>>>>

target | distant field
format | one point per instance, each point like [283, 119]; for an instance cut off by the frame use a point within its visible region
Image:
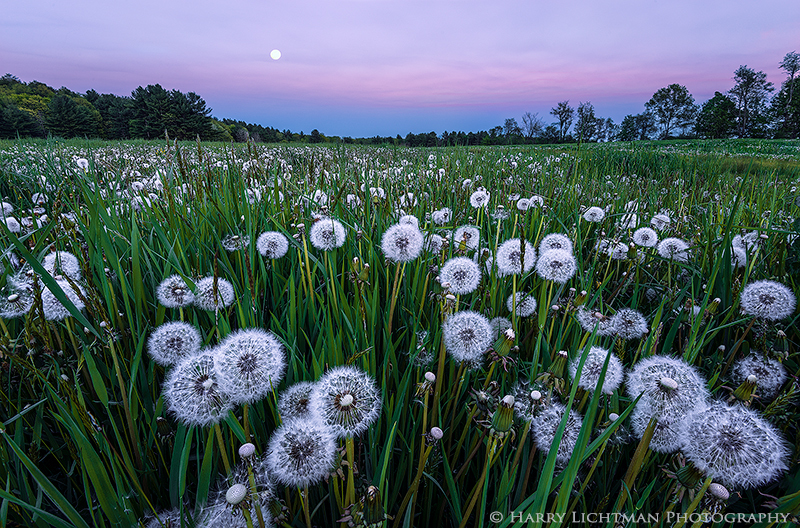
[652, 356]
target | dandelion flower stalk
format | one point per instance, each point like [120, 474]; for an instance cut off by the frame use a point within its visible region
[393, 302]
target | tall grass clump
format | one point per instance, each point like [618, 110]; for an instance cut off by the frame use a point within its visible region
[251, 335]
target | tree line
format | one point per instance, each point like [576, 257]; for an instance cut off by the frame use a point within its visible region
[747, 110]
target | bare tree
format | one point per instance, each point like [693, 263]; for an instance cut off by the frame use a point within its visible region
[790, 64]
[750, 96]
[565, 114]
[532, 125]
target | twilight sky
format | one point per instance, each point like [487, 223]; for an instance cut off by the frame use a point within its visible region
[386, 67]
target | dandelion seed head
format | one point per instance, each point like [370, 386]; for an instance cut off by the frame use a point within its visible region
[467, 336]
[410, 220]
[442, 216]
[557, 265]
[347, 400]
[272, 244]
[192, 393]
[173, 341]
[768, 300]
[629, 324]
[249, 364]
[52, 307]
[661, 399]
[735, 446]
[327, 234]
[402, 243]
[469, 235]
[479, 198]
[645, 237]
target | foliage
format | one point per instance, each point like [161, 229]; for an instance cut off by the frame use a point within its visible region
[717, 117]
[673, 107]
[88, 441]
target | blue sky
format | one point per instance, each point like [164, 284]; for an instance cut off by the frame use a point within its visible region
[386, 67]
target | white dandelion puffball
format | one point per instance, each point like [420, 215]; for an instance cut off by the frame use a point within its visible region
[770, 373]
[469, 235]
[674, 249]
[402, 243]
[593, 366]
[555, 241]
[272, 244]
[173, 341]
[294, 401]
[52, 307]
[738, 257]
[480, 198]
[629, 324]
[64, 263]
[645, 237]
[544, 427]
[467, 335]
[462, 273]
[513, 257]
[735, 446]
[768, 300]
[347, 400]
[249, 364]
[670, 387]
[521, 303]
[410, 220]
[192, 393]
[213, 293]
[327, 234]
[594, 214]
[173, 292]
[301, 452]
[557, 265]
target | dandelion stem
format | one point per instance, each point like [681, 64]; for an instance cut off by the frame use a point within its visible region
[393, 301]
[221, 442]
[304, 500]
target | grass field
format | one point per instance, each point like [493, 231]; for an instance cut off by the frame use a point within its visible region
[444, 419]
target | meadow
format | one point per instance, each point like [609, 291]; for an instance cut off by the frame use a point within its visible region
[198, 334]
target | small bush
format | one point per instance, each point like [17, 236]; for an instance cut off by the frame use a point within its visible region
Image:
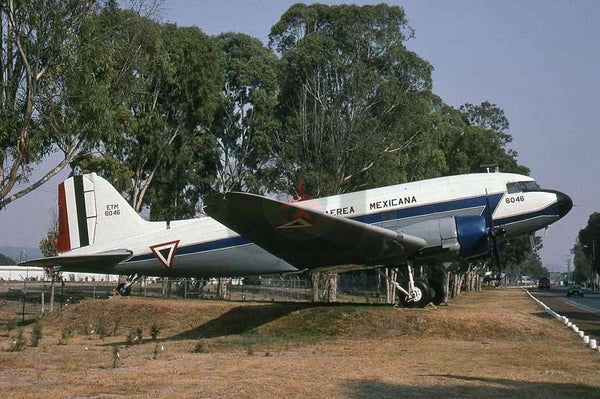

<<<<

• What this task involves
Looking back over the data above, restate word for word the lines that begin at the line with "target | bare tree" and end at the line with "target | blue sky", inclusive.

• Output
target | bare tree
format | one point per instance, each point like [693, 263]; for an instance cut off by the frame use a point within its visible region
[790, 64]
[750, 96]
[565, 114]
[532, 125]
target | twilight sky
format | one point per instance, each point like [487, 223]; for an instance cut off by the frame use a point within its visible region
[386, 67]
target | dandelion seed head
format | one point per instance, each point like [370, 386]; for an instance cut off by the frame use a point within its visible region
[467, 336]
[410, 220]
[442, 216]
[557, 265]
[347, 400]
[272, 244]
[192, 393]
[173, 341]
[768, 300]
[629, 324]
[249, 364]
[52, 307]
[661, 399]
[735, 446]
[327, 234]
[402, 243]
[469, 235]
[479, 198]
[645, 237]
target | foliage
format | one point per instance, each point like [161, 229]; for an instance cut off by the frame use a point within its visible region
[717, 117]
[673, 107]
[88, 441]
target | blue sky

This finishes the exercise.